### Listed entries

★ ★ ★

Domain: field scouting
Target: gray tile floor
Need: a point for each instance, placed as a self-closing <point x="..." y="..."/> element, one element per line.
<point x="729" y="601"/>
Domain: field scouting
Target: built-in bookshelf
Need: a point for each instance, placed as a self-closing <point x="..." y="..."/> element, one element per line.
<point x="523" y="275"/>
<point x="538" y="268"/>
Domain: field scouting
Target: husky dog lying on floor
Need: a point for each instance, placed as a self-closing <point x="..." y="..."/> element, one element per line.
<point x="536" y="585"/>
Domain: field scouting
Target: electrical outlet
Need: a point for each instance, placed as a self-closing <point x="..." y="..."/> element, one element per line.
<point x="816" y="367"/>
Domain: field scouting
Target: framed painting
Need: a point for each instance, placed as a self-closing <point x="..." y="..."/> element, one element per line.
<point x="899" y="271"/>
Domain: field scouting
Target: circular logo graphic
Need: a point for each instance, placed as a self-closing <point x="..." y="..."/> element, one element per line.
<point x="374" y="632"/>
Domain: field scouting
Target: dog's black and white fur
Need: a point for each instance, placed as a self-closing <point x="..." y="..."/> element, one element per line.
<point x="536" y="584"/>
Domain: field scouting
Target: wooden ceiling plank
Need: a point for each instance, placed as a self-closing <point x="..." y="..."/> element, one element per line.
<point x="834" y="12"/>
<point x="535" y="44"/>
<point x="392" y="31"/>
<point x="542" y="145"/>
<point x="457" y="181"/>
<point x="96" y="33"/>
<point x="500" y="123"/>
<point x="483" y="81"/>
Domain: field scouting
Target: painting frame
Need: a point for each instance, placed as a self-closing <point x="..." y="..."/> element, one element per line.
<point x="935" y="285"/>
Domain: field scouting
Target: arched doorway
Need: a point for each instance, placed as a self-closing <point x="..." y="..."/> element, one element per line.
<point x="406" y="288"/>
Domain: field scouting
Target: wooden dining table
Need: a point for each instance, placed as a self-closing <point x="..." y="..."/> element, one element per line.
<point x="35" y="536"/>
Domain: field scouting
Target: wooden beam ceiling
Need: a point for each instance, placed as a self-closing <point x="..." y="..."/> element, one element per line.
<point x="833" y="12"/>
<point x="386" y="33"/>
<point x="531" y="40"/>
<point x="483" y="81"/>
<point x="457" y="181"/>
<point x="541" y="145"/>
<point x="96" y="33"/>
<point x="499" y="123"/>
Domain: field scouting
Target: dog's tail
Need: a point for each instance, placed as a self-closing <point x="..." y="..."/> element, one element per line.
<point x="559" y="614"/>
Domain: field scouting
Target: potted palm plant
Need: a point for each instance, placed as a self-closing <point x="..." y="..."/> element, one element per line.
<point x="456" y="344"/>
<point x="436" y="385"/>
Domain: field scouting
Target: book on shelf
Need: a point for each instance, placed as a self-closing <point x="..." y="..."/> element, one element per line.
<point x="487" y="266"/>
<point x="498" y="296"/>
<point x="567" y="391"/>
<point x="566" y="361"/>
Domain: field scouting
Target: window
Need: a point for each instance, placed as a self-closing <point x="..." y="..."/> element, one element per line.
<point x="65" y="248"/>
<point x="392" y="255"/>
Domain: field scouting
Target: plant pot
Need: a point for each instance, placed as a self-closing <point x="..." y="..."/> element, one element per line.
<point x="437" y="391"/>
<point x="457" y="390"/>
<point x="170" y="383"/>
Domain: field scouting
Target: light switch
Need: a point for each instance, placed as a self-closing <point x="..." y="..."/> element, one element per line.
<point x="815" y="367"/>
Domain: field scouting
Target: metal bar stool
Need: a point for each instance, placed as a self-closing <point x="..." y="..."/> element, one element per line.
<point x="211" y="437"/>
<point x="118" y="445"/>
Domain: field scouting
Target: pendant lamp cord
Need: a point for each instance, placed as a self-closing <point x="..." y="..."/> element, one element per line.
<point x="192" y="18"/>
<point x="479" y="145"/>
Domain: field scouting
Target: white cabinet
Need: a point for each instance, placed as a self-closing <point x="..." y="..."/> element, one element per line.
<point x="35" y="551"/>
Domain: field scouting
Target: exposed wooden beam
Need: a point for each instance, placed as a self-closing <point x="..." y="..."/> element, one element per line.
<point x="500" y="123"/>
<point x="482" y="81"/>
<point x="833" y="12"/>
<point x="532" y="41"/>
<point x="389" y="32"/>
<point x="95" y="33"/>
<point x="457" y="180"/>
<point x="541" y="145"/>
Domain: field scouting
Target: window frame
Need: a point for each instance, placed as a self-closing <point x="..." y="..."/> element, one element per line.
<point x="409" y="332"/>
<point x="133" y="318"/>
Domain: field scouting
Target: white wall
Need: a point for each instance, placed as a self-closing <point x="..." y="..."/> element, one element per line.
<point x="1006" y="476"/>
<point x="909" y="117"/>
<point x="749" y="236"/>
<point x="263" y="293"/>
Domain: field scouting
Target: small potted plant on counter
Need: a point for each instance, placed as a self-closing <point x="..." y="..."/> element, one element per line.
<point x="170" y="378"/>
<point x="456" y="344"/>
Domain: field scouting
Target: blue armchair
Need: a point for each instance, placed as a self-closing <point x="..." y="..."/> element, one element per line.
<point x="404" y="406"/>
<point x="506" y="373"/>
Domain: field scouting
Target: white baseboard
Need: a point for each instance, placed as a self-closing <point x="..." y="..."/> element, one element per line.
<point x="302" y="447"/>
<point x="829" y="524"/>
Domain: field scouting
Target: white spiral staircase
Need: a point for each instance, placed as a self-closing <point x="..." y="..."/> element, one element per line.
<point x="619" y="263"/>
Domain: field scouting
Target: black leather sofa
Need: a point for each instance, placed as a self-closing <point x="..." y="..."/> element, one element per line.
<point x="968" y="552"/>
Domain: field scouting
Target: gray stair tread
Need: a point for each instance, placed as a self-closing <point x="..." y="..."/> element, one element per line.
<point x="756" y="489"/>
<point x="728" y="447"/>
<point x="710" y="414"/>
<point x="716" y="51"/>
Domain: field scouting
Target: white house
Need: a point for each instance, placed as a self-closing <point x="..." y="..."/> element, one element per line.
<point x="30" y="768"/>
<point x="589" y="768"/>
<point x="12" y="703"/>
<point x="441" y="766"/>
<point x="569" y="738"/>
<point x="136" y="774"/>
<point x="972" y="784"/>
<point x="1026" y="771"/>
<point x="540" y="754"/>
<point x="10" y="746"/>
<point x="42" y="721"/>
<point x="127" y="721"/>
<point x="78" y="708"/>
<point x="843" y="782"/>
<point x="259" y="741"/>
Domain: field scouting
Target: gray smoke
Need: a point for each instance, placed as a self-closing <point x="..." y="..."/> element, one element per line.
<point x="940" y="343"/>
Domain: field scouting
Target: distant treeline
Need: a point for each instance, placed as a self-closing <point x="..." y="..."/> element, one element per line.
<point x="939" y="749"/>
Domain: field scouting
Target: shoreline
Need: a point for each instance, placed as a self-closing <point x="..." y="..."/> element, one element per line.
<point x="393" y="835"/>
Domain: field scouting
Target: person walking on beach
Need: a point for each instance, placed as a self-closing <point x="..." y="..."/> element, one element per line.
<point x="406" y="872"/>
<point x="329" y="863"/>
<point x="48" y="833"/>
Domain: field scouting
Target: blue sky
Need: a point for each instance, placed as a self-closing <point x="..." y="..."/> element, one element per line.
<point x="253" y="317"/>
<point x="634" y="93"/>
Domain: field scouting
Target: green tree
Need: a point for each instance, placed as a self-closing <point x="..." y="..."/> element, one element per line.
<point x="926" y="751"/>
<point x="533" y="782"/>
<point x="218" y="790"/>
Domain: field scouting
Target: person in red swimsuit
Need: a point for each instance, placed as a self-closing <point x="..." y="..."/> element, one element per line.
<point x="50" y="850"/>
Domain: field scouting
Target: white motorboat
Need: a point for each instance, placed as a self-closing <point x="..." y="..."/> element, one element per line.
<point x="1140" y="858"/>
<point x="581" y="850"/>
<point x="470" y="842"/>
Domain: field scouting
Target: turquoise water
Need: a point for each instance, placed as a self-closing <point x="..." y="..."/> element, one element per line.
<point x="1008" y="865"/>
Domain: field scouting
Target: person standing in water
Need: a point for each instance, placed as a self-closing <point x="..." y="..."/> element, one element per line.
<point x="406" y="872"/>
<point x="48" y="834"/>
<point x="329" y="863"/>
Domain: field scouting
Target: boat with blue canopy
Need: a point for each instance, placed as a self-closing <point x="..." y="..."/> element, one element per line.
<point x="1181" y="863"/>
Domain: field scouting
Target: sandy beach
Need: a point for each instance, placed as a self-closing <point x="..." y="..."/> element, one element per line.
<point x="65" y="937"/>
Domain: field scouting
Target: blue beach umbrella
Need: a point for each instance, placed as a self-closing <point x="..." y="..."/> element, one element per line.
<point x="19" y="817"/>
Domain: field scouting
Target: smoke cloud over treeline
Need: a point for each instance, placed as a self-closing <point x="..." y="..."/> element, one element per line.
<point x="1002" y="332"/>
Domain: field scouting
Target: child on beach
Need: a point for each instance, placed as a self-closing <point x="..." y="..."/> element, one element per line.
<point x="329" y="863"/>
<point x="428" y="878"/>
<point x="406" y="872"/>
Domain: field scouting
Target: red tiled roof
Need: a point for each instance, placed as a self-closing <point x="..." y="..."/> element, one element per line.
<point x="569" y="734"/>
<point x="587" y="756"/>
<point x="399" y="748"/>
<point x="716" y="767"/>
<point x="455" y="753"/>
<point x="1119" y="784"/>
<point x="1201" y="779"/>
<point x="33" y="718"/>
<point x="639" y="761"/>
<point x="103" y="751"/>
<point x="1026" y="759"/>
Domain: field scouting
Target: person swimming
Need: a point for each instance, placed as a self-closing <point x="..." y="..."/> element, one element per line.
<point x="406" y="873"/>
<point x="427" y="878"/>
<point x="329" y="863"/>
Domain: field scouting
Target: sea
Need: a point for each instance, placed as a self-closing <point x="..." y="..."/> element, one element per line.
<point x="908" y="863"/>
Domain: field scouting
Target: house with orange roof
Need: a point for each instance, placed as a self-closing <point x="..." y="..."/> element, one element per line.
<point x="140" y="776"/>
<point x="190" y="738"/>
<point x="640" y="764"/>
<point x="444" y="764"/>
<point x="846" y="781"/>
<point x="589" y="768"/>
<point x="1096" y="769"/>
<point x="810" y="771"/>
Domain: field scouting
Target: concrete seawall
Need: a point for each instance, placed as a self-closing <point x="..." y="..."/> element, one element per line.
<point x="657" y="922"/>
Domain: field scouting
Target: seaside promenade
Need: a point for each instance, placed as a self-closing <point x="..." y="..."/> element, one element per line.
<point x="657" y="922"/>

★ ★ ★

### What this task involves
Begin at the first line of the records above and restate each line word for word, stopping after the line with "Target: wooden ceiling plank".

### Task solution
Domain: field scouting
Target: gray tile floor
Need: a point for each instance, placed as a self-closing <point x="..." y="..."/> element, one element per line.
<point x="729" y="601"/>
Domain: field scouting
Target: built-in bookshelf
Need: a point for each instance, placed as a self-closing <point x="..." y="..."/> element, one element per line.
<point x="523" y="275"/>
<point x="538" y="268"/>
Domain: field scouting
Target: husky dog lying on floor
Need: a point for each instance, placed as a self-closing <point x="..." y="..."/> element, one element per line.
<point x="536" y="585"/>
Domain: field scouting
Target: electrical outlet
Need: a point for each instance, placed as a self-closing <point x="..." y="..."/> element, one element per line.
<point x="816" y="367"/>
Domain: field scouting
Target: framed painting
Need: a point for each instance, placed as a self-closing <point x="..." y="..."/> element, one element per line.
<point x="899" y="271"/>
Domain: field scouting
Target: circular logo graphic
Need: a point for each instance, placed as a self-closing <point x="..." y="..."/> element, one element per line.
<point x="374" y="632"/>
Domain: field scouting
Target: dog's black and white fur
Need: a point for each instance, placed as a self-closing <point x="..." y="..."/> element, one element per line.
<point x="536" y="584"/>
Domain: field scouting
Target: wooden ceiling plank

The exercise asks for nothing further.